ASSIGNMENT: The full listing, returned exactly and free of pictures, is the expected answer.
◇ ◇ ◇ ◇ ◇ ◇ ◇
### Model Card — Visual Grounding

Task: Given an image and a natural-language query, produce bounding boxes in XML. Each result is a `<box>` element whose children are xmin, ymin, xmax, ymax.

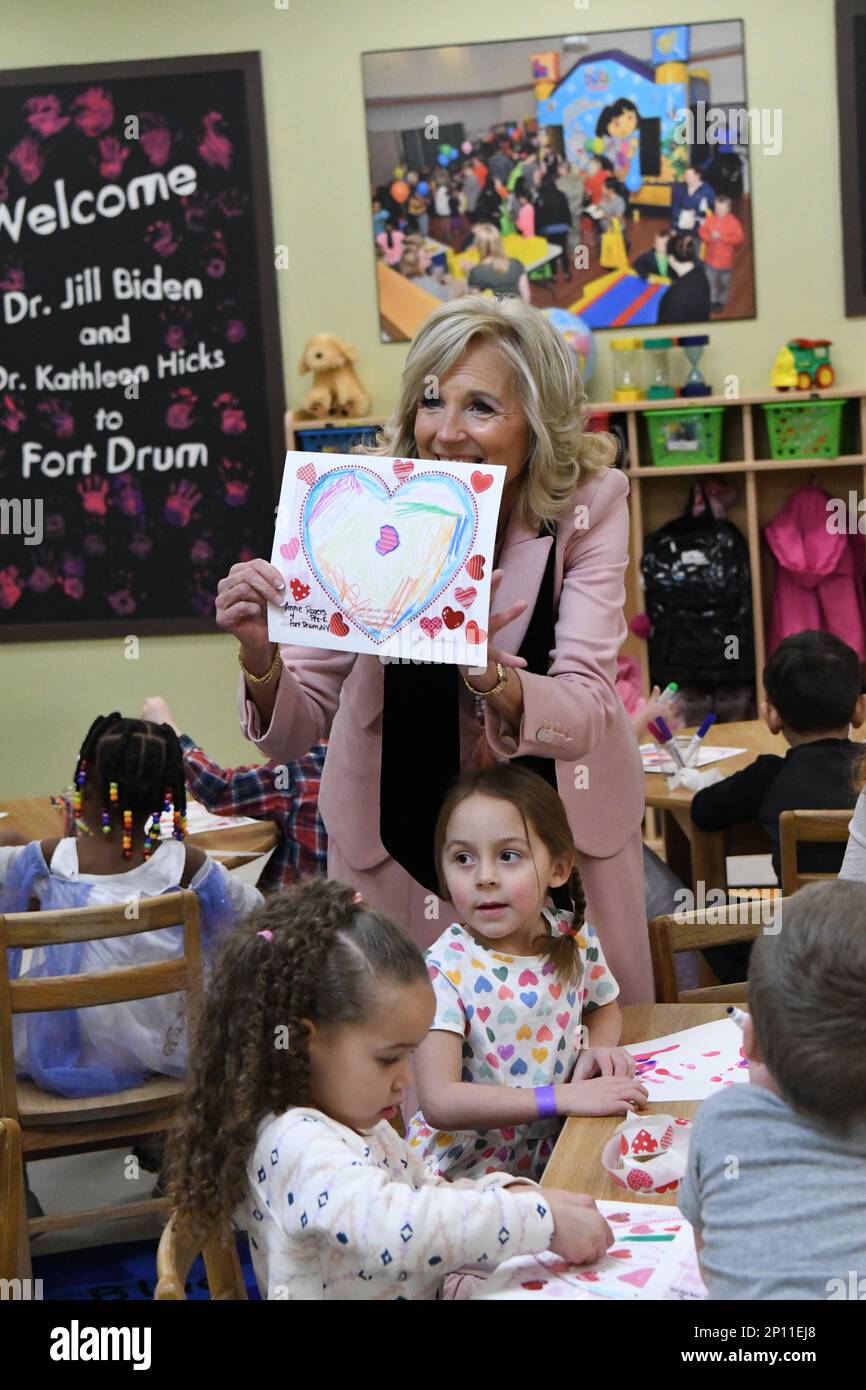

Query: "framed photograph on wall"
<box><xmin>363</xmin><ymin>21</ymin><xmax>757</xmax><ymax>344</ymax></box>
<box><xmin>837</xmin><ymin>0</ymin><xmax>866</xmax><ymax>315</ymax></box>
<box><xmin>0</xmin><ymin>52</ymin><xmax>284</xmax><ymax>640</ymax></box>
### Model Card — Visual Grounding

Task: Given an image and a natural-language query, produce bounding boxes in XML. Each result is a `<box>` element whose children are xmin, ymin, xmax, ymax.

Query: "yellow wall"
<box><xmin>1</xmin><ymin>0</ymin><xmax>860</xmax><ymax>795</ymax></box>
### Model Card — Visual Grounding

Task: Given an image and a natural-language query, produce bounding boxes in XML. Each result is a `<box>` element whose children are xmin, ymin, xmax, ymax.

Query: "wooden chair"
<box><xmin>0</xmin><ymin>1117</ymin><xmax>23</xmax><ymax>1281</ymax></box>
<box><xmin>649</xmin><ymin>896</ymin><xmax>789</xmax><ymax>1003</ymax></box>
<box><xmin>155</xmin><ymin>1211</ymin><xmax>248</xmax><ymax>1300</ymax></box>
<box><xmin>0</xmin><ymin>890</ymin><xmax>203</xmax><ymax>1260</ymax></box>
<box><xmin>779</xmin><ymin>809</ymin><xmax>851</xmax><ymax>896</ymax></box>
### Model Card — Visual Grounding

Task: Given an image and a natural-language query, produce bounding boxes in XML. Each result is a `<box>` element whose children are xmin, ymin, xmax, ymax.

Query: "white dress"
<box><xmin>5</xmin><ymin>838</ymin><xmax>262</xmax><ymax>1084</ymax></box>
◇ ◇ ◇ ◇ ◇ ◇ ◇
WRITTEN SOLUTION:
### Model Card — Visual Grounding

Task: Given an image and a natural-language query, produce bounding boxes in XML. Each result is a `<box>` element whose children are xmin, ymin, xmax, ymax.


Query: "framed photograph on wall"
<box><xmin>363</xmin><ymin>21</ymin><xmax>757</xmax><ymax>344</ymax></box>
<box><xmin>837</xmin><ymin>0</ymin><xmax>866</xmax><ymax>315</ymax></box>
<box><xmin>0</xmin><ymin>52</ymin><xmax>284</xmax><ymax>640</ymax></box>
### Model Card — Visual Grounding

Task: Given an image and a natural-language query, produce bounding boxes in XML. Each result is a `<box>` element whose children are xmin, ymin, xmax, ymax.

Query: "yellow wall"
<box><xmin>1</xmin><ymin>0</ymin><xmax>860</xmax><ymax>795</ymax></box>
### Model Card — Visual Grounding

Task: Given an image and a natural-language query, produce bounding boxes in XML. Each result is a `<box>` element whose children are xmin, ymin, xmax, ymax.

Query: "wooden chair"
<box><xmin>0</xmin><ymin>1117</ymin><xmax>23</xmax><ymax>1281</ymax></box>
<box><xmin>649</xmin><ymin>896</ymin><xmax>789</xmax><ymax>1003</ymax></box>
<box><xmin>155</xmin><ymin>1211</ymin><xmax>248</xmax><ymax>1300</ymax></box>
<box><xmin>0</xmin><ymin>890</ymin><xmax>203</xmax><ymax>1260</ymax></box>
<box><xmin>779</xmin><ymin>809</ymin><xmax>851</xmax><ymax>896</ymax></box>
### Model Card — Visual Grounding

Task: Given an image and a natural-language query, produce bounding boxes in XML. Each result is a `<box>` element whose children are xmin, ymin, xmax, ymax.

Query: "white dress"
<box><xmin>5</xmin><ymin>838</ymin><xmax>262</xmax><ymax>1084</ymax></box>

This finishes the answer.